▸ GIVEN ENTRIES
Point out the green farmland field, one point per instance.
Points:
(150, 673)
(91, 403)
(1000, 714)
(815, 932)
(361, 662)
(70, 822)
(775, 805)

▸ AIM OF THE TASK
Rewrite every line of the records above as a numbered list, leaving out any blank lines.

▸ ANSWER IN FULL
1. Point out the green farmland field, one point per instance.
2. Points:
3. (150, 673)
4. (91, 403)
5. (1000, 714)
6. (815, 932)
7. (361, 662)
8. (70, 822)
9. (775, 805)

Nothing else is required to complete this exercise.